=== Working data ===
# # # #

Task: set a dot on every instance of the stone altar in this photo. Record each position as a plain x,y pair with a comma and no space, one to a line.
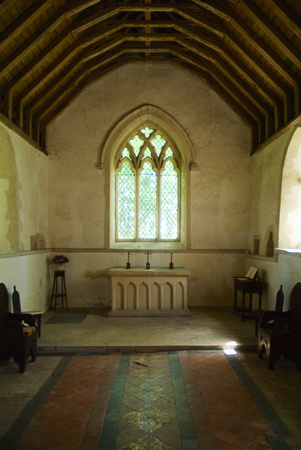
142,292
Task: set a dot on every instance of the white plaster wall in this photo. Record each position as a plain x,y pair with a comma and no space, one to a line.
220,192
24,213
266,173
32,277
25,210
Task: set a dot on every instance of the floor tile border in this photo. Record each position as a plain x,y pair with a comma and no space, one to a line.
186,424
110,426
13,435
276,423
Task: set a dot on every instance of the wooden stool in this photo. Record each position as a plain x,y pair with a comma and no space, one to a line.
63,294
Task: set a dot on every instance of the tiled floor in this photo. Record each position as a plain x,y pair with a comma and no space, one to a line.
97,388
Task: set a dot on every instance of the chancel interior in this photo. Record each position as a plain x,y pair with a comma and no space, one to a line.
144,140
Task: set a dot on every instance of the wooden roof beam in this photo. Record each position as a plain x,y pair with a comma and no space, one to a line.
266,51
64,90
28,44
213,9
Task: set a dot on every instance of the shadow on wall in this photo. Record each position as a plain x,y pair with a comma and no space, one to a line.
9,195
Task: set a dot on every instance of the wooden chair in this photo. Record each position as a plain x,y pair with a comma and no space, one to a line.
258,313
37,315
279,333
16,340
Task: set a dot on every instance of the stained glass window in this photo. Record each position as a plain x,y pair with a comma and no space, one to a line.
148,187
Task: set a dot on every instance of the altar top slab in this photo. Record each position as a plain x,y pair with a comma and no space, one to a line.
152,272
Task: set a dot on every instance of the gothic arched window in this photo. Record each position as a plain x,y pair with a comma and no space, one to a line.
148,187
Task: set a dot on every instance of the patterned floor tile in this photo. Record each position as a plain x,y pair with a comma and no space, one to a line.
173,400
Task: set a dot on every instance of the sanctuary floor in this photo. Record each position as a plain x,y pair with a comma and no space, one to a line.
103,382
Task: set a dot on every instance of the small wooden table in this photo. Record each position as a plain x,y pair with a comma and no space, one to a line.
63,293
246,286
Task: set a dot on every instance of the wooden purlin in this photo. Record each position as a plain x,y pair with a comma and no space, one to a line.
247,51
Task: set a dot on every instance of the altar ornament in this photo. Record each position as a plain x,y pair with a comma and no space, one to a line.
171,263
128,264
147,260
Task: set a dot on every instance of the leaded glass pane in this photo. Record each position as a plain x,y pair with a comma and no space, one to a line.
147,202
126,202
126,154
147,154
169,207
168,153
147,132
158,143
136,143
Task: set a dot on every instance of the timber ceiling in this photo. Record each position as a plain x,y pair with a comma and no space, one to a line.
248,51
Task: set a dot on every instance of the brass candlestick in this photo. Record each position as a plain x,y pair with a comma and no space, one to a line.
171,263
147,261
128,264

# # # #

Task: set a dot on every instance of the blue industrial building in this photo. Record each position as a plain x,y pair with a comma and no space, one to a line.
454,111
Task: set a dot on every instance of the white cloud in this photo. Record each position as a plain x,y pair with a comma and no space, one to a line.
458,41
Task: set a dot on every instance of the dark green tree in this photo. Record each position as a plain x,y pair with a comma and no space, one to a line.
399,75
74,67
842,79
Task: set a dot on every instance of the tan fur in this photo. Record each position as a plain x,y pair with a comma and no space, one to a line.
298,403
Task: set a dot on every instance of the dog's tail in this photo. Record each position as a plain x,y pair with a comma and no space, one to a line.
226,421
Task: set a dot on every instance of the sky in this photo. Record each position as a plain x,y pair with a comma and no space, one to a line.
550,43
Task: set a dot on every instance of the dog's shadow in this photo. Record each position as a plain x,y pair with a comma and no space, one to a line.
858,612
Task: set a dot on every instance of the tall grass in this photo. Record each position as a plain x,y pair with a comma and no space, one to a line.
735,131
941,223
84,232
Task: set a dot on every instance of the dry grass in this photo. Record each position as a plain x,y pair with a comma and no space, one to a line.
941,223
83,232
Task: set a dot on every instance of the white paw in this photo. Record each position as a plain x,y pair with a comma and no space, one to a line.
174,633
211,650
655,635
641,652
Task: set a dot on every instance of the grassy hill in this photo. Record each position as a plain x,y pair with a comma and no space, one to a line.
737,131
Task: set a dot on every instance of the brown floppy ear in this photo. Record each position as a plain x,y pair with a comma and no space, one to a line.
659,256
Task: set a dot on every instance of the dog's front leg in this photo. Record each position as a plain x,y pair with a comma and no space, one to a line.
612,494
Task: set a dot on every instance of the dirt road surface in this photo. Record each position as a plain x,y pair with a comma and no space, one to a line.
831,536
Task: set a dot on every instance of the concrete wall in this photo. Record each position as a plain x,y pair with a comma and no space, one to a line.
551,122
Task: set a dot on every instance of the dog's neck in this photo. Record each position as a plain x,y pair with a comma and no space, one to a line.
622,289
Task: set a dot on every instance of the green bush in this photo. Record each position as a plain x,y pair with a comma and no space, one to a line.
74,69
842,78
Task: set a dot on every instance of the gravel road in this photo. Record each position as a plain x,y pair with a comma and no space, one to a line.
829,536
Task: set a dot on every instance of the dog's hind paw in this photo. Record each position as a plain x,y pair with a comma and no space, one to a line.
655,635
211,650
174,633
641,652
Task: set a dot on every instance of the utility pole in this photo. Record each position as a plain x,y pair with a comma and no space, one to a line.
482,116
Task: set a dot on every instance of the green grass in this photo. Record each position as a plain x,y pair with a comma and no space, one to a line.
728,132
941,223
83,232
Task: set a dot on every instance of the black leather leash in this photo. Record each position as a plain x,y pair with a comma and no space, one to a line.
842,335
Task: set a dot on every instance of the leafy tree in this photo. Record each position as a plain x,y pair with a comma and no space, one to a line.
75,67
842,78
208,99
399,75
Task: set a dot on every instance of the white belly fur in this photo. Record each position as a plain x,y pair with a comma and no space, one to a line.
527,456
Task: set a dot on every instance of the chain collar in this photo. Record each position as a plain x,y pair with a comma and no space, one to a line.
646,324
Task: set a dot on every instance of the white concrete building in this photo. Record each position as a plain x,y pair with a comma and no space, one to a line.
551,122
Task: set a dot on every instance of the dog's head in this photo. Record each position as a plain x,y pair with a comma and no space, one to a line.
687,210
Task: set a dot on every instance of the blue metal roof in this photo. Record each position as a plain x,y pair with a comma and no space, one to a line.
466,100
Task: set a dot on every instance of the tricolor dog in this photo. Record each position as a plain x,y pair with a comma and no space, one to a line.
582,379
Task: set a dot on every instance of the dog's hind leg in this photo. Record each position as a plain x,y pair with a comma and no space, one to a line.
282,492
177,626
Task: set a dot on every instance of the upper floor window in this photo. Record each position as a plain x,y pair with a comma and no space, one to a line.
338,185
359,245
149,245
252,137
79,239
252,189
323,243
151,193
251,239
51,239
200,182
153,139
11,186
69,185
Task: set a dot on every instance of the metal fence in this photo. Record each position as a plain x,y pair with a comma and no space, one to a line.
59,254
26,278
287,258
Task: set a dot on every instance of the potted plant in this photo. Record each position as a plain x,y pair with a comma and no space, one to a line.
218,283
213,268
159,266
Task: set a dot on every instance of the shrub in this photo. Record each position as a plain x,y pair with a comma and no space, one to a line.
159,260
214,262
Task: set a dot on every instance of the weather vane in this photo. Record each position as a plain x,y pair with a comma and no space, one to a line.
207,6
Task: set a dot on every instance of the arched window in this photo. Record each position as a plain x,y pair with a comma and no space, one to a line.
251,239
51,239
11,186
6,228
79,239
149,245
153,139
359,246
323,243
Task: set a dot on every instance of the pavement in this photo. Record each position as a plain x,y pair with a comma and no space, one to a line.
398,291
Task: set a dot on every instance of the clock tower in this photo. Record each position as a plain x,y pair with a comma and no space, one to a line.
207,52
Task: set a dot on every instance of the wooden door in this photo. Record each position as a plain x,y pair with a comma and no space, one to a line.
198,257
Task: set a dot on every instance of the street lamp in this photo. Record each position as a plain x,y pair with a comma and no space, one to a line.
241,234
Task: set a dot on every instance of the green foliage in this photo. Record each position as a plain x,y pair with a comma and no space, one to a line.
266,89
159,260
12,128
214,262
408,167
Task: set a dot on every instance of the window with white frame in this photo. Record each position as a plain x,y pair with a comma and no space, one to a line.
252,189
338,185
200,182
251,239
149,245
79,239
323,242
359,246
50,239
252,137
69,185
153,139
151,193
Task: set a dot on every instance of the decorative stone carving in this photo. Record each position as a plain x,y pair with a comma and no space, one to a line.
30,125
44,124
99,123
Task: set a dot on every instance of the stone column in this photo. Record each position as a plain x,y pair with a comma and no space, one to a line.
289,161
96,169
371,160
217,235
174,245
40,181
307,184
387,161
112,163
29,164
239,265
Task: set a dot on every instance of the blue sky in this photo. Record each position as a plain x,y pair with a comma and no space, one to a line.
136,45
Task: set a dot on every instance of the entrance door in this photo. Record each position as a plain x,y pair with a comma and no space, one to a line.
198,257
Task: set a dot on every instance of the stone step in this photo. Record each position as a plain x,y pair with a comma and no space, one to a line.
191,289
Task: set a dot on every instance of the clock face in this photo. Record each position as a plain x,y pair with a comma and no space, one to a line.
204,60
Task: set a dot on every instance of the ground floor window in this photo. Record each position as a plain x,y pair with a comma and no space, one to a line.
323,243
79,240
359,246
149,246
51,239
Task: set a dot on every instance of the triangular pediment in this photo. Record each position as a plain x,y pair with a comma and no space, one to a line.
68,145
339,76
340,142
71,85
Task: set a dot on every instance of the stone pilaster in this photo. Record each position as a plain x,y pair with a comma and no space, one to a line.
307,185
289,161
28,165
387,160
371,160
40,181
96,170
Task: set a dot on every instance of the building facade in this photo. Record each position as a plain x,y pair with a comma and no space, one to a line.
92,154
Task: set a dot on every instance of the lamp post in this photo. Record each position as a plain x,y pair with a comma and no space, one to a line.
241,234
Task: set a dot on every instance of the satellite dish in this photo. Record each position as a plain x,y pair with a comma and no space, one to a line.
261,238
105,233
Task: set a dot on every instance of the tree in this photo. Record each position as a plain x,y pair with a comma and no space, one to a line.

# # # #

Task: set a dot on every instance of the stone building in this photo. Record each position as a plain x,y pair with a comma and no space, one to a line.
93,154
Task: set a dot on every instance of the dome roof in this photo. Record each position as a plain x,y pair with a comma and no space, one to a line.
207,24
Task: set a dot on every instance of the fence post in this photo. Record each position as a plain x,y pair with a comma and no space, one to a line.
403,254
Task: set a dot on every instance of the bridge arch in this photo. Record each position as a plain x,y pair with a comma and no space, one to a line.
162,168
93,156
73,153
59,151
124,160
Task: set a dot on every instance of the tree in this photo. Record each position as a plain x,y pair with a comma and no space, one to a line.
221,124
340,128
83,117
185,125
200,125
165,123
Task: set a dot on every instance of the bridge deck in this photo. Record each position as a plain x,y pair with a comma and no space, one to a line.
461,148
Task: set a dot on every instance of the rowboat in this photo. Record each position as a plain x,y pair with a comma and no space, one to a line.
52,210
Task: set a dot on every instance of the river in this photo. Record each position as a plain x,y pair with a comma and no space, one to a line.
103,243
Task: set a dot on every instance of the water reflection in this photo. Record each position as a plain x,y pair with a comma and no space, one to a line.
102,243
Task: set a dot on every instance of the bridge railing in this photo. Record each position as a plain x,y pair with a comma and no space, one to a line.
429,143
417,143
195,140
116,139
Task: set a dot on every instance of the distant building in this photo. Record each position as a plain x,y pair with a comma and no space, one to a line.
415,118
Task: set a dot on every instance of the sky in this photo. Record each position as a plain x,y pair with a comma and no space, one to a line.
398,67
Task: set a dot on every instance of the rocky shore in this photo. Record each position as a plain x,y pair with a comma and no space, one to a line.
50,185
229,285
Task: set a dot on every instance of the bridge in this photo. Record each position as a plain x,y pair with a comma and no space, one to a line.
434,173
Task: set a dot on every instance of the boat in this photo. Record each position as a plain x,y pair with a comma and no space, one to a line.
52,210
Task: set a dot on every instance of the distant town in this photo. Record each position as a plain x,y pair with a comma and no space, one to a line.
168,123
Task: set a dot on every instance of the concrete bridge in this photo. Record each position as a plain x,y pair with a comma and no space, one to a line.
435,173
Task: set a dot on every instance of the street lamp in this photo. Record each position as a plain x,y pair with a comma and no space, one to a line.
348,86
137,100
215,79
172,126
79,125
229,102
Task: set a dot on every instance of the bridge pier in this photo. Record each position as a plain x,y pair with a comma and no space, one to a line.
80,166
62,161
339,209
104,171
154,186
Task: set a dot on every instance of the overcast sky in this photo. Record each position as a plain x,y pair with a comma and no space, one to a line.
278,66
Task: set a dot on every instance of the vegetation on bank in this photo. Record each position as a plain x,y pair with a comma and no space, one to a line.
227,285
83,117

# # # #

=== Task to carry out ===
Find every line in the records above that contains the word "green", matching case exactly, and copy each of those lines.

=== Result ===
Task: set a dot on every instance of the dark green tree in this photo. Record each position as a plain x,y pair with a comma and no space, one to a line.
Task: set a dot on every instance of the green bush in this photo. Record each position as a plain x,y pair with a comma and no space, one to a line.
Task: set a dot on every instance of the green grass in this photo. Record each position as a plain x,y pair with a comma and no space, one to a line.
Task: set a dot on every instance of the green foliage in this photo. Record each position as a plain x,y pair with a comma and no space, one to a line.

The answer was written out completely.